*AIM OF THE TASK*.
Copy out the records word for word, starting at the beginning of the records and ending with the line containing "29;0;1344;291". Both of those ends are included, and no pictures go in your copy.

[START INPUT]

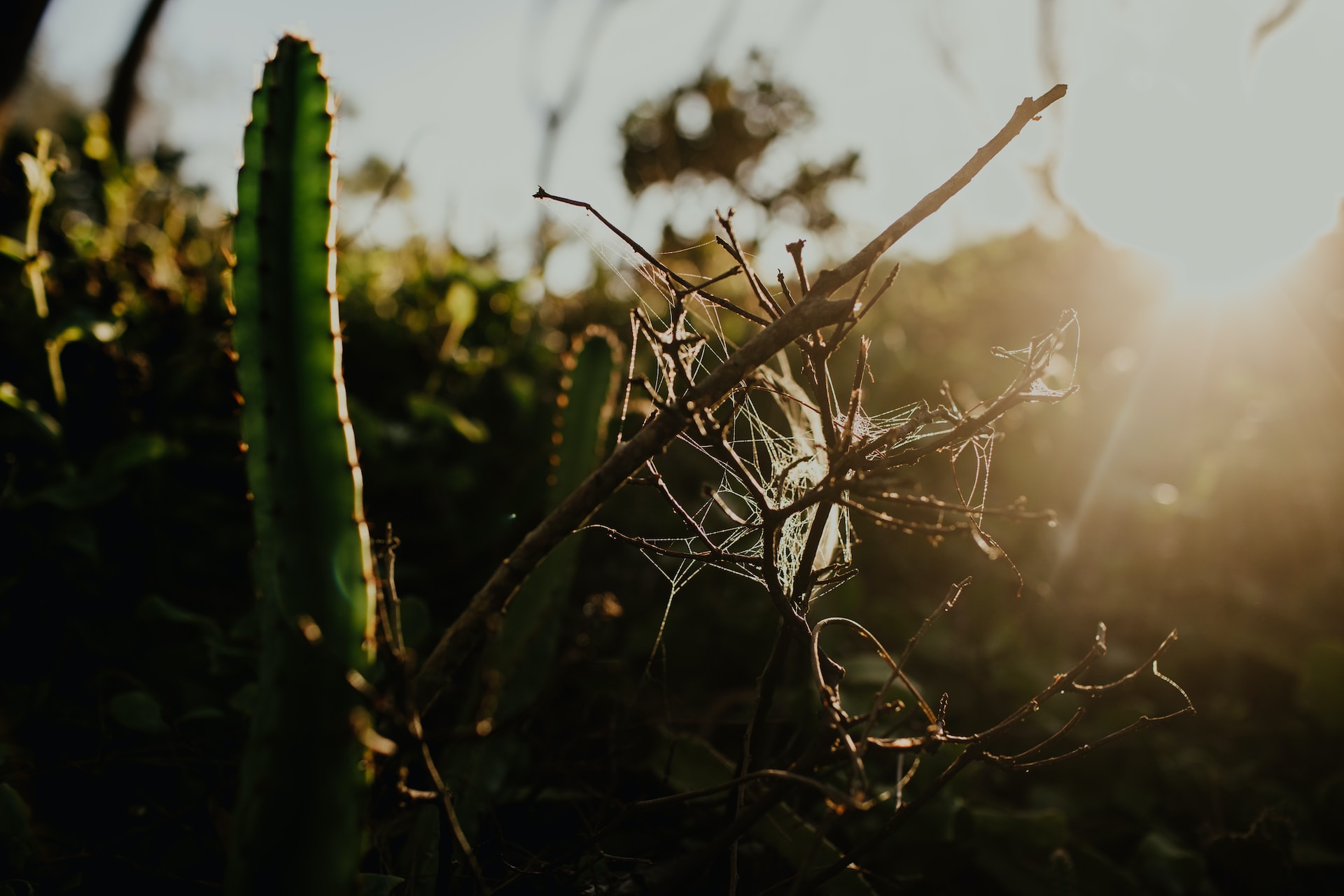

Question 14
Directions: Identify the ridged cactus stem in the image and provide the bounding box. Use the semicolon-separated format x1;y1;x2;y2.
227;36;375;893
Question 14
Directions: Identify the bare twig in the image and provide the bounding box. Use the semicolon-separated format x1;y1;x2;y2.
416;85;1066;705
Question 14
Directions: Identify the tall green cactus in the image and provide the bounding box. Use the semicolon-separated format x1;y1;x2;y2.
227;36;375;893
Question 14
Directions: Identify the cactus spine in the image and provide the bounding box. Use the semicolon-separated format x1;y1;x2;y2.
227;35;375;893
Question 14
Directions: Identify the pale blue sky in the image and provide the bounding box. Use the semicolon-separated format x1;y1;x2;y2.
29;0;1344;291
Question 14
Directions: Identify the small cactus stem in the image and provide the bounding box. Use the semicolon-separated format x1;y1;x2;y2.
226;36;373;893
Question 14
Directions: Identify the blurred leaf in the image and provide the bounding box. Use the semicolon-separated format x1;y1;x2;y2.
1134;832;1204;896
406;395;491;443
358;874;406;896
1297;640;1344;734
0;783;32;869
108;690;168;735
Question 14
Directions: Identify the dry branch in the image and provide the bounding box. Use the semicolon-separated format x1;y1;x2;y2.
416;85;1067;706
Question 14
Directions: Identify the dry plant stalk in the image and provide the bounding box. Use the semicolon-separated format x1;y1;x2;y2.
414;85;1194;892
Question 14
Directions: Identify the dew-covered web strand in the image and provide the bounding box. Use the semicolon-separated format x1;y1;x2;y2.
540;206;919;674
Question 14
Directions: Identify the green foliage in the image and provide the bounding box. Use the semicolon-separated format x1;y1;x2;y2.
441;326;622;854
227;36;374;893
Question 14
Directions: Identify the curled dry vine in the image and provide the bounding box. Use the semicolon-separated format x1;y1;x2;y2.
400;85;1194;892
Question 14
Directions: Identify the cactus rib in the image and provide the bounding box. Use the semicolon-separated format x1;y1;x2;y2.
227;35;375;893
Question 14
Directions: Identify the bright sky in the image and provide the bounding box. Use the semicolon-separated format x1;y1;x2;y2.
29;0;1344;294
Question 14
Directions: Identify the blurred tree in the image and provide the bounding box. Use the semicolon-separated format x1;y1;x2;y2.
621;55;859;231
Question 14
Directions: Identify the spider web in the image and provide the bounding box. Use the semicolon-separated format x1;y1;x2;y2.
550;206;876;672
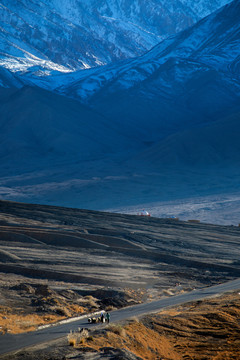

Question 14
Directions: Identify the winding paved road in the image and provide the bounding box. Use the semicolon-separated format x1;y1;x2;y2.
0;279;240;355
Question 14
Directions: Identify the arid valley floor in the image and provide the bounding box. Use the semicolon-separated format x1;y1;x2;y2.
0;201;240;360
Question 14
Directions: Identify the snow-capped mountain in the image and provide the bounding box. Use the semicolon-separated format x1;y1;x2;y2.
0;0;230;74
52;1;240;142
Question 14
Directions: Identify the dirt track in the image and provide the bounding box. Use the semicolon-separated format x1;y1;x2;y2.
0;201;240;332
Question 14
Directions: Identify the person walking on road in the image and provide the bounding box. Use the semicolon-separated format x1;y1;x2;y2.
106;312;110;324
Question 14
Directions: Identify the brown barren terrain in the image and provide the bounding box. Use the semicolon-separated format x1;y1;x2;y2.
0;201;240;360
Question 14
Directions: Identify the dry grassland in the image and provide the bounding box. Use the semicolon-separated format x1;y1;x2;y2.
74;293;240;360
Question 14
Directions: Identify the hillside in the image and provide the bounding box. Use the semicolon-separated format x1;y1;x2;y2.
0;0;229;71
0;1;240;219
0;201;240;360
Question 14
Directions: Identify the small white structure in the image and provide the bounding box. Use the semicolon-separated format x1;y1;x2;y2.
138;210;151;216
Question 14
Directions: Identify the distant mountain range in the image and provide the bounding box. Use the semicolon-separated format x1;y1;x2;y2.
0;0;240;209
0;0;229;74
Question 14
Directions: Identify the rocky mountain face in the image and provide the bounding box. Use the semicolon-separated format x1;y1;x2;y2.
0;0;240;209
0;0;229;75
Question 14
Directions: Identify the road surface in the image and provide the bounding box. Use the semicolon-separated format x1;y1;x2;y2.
0;279;240;355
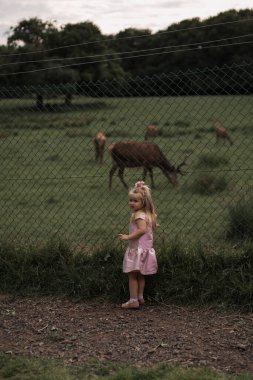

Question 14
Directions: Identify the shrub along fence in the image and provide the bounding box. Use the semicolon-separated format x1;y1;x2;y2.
0;63;253;246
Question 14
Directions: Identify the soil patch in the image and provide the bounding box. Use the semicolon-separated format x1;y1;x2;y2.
0;295;253;373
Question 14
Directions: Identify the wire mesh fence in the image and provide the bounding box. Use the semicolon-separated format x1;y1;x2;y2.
0;64;253;247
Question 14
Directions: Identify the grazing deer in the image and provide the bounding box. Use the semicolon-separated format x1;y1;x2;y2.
211;119;233;145
145;124;158;140
94;132;106;164
109;141;185;189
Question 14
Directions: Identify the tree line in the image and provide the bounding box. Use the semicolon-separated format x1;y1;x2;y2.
0;9;253;95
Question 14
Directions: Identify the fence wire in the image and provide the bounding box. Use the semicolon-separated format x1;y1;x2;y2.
0;63;253;249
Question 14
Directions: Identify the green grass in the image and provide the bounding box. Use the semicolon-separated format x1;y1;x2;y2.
0;239;253;312
0;96;253;245
0;353;253;380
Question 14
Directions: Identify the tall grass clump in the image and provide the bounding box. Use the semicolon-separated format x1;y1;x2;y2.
226;198;253;241
152;242;253;311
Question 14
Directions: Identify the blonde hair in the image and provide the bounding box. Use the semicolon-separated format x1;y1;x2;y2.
129;181;157;230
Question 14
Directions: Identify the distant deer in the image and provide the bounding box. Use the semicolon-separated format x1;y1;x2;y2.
94;132;106;164
211;119;233;145
109;141;185;189
145;124;158;140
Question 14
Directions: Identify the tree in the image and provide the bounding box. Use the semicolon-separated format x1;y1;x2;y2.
7;17;57;48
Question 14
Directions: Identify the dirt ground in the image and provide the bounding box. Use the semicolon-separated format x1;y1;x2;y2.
0;295;253;374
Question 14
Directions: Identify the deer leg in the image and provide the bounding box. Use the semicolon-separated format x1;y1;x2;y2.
118;168;128;189
148;168;155;189
109;162;118;190
142;168;148;181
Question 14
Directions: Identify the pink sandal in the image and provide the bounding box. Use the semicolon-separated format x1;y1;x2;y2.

[END INPUT]

*SOLUTION TO THIS EXERCISE*.
Question 14
Directions: Identify the ridged cactus stem in the image and provide the bounding box. Use the semicolon-separated format x1;y1;x2;y2.
227;36;375;893
Question 14
Directions: Identify the bare twig in the image and provide the bounding box. Use the semicolon-separated format x1;y1;x2;y2.
416;85;1066;705
Question 14
Directions: Identify the tall green cactus in the image and provide the bounding box. Use the semicolon-separated format x1;y1;x2;y2.
227;36;375;893
Question 14
Directions: Identify the cactus spine in the image and provide the bounding box. Use the semicolon-separated format x1;y1;x2;y2.
227;35;375;893
Question 14
Directions: Identify the pale blue sky in the image and provide the bounding box. Use the semicolon-separated format x1;y1;x2;y2.
29;0;1344;291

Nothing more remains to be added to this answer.